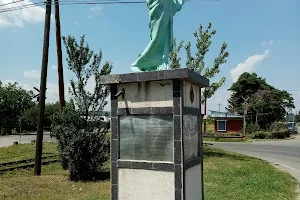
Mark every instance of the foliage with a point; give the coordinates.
(275, 134)
(266, 103)
(30, 116)
(83, 144)
(252, 127)
(276, 126)
(79, 57)
(174, 58)
(83, 148)
(297, 118)
(210, 120)
(197, 62)
(13, 101)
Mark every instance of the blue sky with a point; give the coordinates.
(262, 37)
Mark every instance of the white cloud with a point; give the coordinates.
(271, 42)
(32, 74)
(248, 65)
(18, 18)
(94, 11)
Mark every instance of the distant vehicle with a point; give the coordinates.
(292, 127)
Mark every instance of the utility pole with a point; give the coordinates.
(42, 95)
(245, 105)
(204, 125)
(61, 89)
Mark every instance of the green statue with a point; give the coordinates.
(156, 55)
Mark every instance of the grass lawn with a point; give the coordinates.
(24, 151)
(227, 140)
(227, 176)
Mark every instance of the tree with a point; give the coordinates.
(267, 104)
(82, 139)
(13, 101)
(29, 116)
(174, 58)
(197, 62)
(79, 56)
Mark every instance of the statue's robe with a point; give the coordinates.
(156, 54)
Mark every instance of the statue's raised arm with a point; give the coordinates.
(156, 54)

·····

Could you print, exactly and with nothing else, the lines from the one containing "Mark every instance of the utility" through the last line of the records above?

● TASK OUTPUT
Mark every instance of the utility pole with a point; give the coordinates.
(42, 95)
(245, 105)
(204, 125)
(61, 89)
Mark every instance of the green statue with a point; give the coordinates.
(156, 55)
Mark every instance of the grass lawn with a point; give the coordinates.
(24, 151)
(227, 140)
(227, 176)
Mark every instance of the tree with a point; give the coordinates.
(267, 104)
(82, 139)
(13, 101)
(29, 116)
(174, 58)
(197, 62)
(79, 56)
Mark every instance of the statue's robe with a point; give the coordinates.
(156, 54)
Mark every instance of the statue's raised arm with a point; give the coordinates.
(156, 54)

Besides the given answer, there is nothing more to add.